▶ RAW RECORDS
============

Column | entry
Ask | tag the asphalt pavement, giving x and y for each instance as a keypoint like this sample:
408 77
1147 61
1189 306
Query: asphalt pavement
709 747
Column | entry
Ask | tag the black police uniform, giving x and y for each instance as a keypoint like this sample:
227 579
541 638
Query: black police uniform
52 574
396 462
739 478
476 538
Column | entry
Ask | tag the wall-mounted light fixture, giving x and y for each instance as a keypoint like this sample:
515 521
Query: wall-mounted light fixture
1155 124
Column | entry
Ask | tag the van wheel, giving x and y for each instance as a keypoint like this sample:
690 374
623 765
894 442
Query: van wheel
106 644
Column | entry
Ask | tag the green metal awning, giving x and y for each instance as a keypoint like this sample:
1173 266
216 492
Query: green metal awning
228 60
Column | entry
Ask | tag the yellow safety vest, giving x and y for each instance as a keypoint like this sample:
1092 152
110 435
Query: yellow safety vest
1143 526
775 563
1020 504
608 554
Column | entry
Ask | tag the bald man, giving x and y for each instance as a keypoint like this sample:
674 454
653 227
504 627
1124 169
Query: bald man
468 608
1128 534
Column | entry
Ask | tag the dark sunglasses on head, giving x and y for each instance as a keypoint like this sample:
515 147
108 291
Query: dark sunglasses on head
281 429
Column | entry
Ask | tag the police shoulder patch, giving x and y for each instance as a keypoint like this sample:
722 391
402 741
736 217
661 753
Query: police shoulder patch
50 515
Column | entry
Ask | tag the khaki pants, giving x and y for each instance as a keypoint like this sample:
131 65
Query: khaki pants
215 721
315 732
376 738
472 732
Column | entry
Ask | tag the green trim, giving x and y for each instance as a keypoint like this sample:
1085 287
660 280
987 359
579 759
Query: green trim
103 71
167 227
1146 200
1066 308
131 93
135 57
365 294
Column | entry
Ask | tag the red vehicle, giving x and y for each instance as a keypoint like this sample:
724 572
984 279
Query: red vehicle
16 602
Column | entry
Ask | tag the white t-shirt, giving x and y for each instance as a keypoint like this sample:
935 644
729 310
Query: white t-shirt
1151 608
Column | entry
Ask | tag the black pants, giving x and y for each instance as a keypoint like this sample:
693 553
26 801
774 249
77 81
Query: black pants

============

▶ SHORT TASK
Write the data back out verbatim.

▶ RESULT OF THIS EXERCISE
Column | entry
Ask | tag the asphalt pavement, giving x and y for each instance as a keypoint like this sample:
408 77
1147 61
1189 306
Query: asphalt pavement
709 747
Column | entry
Ask | tag the black police uniform, giving x and y for each instance as a keypoint like this sample:
227 579
541 638
Query: black police uniform
52 574
396 462
739 478
476 538
Column | entry
Ask | tag the wall-mounted light fixture, giving x and y for each instance as a keypoint like this sample:
515 521
Query: wall-mounted light fixture
1155 124
Column | entry
Ask | tag the van wheel, giving x and y for each instance as a keypoint like this sample:
690 374
623 765
894 442
Query: van wheel
106 644
Column | entry
Ask | tag the green metal awning, giving x and y for each instance as a keypoint like this sample:
1173 266
216 492
Query: green metal awning
228 60
Column | entry
Ask | tag the yellow safety vest, giving x and y for each instance as a keypoint like this sample:
1092 152
110 435
Query: yellow safety vest
1143 526
775 563
1020 504
608 554
Column | entry
Ask | tag the bald man, giving x and y for each instance as a keypoint like this sample:
674 454
653 227
504 627
1124 169
Query: bald man
468 608
1128 534
Column | entry
Ask | tag the dark sunglasses on head, giving x and y for each instance as a keypoint like this sample:
515 147
108 291
Query: dark sunglasses on head
281 429
Column | entry
Ask | tag the police shoulder patch, giving x and y for each instance as a keypoint like this sample:
722 391
402 741
736 217
661 753
Query: police shoulder patch
50 515
Column | entry
Ask | tag the khaki pants, giving x and y for each instance as a keypoint like this sample:
131 65
Query: khaki pants
215 721
315 732
376 738
472 732
Column | entry
Ask | tag the green trim, giving x and y for each instance as a keypoint like this sample:
1085 287
660 280
987 359
579 759
Query: green trim
103 71
167 227
1146 200
1066 308
131 93
135 57
365 294
Column | entry
Ask | tag the red vehicle, giving x and y for each instance as a keypoint like this sample:
724 572
984 279
Query: red vehicle
16 602
Column | entry
Ask | tag the white t-shirt, giving x and y for each instance as a keypoint like this sample:
935 644
729 310
Query: white t-shirt
1151 608
Column | entry
Ask | tag the black pants, giving x and y for each instance as a keypoint like this sample:
693 553
26 801
774 249
77 81
Query: black pants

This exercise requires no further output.